§ **How to complete this task**
A faithful transcription of all the data is required.

┄┄┄┄┄┄

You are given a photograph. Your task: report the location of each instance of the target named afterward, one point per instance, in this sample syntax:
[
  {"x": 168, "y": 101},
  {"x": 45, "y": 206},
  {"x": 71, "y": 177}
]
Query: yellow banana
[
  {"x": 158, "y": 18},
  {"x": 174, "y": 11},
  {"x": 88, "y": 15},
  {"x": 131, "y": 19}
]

┄┄┄┄┄┄

§ **Written answer**
You are given a photograph. Your task: report the location of each instance of the target named afterward, one point per instance, in this sample syntax:
[
  {"x": 168, "y": 101},
  {"x": 45, "y": 206},
  {"x": 71, "y": 177}
]
Query: yellow banana
[
  {"x": 158, "y": 18},
  {"x": 174, "y": 11},
  {"x": 88, "y": 15},
  {"x": 131, "y": 19}
]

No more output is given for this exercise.